■ Source:
I'm Southwest Iowa neighborhood reporter Katrina Markel.
I took the opportunity to ask the senator about those issues as well as what can be expected from an incoming trump administration.
Halfway between Omaha and Des Moines, leaders believe Atlantic is well positioned as a bedroom community and as a place for local businesses if it can attract and keep workers.
Ernst is the incoming chairperson of the Senate small business committee: "I hear this in every community across Iowa — is that workforce is really important."
A theme echoed a few weeks ago when I visited Atlantic's childcare center. The community has outgrown the space and without childcare it's hard to keep young families let alone bring in new ones. And that affects potential employers.
"If we want more people to engage in the workforce they have to know that their young ones will be cared for in a safe environment," Ernst said.
Atlantic bottling produces approximately seven-and-a-half million cases of soda a year. President Rob Feeney says childcare, housing, and a skilled workforce go hand-in-hand.
"When we're thinking long-term planning and a risk is workforce, that's an issue," he said.
His plant has expanded from 15 to 50 employees in the last couple of years; a $15 million investment in Atlantic.
"We've kind of upskilled some of our experienced drivers to be our coaches and teachers,” Feeney said. “We look for the people and they can do the training in-house and we can send them off to do the training as they need."

■ Dataset entries:
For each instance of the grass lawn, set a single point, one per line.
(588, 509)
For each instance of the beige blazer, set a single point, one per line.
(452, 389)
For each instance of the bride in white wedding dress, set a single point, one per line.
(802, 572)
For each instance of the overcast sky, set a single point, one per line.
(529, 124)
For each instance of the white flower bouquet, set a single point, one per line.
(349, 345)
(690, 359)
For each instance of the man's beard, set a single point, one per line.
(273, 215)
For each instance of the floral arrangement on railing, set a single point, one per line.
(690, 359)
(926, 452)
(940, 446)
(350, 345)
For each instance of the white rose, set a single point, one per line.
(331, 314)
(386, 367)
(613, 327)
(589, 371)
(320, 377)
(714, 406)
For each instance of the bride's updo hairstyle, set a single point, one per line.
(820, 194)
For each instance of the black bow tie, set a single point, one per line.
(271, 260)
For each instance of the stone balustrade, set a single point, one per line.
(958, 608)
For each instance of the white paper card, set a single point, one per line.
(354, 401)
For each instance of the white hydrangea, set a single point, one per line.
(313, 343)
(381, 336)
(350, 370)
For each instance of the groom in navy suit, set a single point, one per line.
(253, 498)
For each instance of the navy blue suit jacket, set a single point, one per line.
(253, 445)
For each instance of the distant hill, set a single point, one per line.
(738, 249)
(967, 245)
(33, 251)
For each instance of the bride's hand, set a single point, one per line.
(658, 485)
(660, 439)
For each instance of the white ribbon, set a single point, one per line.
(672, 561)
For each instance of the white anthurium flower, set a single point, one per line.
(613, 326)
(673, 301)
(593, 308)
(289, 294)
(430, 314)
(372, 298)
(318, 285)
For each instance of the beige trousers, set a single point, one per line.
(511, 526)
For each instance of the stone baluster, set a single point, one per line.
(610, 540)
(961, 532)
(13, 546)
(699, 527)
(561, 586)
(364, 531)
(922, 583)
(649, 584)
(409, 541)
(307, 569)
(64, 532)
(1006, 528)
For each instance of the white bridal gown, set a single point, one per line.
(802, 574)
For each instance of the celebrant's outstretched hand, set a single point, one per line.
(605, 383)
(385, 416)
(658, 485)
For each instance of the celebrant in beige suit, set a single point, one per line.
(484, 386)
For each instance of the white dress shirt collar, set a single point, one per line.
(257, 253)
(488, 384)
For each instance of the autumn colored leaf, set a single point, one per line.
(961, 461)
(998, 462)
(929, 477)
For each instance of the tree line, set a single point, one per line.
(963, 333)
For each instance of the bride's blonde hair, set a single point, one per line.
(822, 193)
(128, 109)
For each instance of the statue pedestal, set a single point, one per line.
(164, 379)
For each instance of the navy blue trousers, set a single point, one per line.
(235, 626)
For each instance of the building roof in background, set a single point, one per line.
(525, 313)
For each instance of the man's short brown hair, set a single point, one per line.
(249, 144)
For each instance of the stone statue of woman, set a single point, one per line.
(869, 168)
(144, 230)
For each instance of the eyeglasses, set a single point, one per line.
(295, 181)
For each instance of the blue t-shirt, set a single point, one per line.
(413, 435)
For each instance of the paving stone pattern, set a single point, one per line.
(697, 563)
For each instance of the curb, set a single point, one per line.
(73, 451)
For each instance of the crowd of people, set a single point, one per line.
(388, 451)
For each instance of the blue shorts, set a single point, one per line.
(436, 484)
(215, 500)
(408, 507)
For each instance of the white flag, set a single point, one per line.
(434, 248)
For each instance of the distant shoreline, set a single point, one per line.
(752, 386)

■ Requests:
a) Answer these questions from the report on Atlantic:
(i) What committee is Ernst the incoming chairperson of?
(ii) About how many cases of soda does Atlantic bottling produce a year?
(iii) How many employees does Feeney's plant now have after its expansion?
b) List every row that contains the word "hand".
The text and the rows are unrelated material.

■ Task solutions:
a)
(i) The Senate small business committee.
(ii) About seven-and-a-half million cases.
(iii) 50 employees.

b)
For each instance of the bride's hand, set a single point, one per line.
For each instance of the celebrant's outstretched hand, set a single point, one per line.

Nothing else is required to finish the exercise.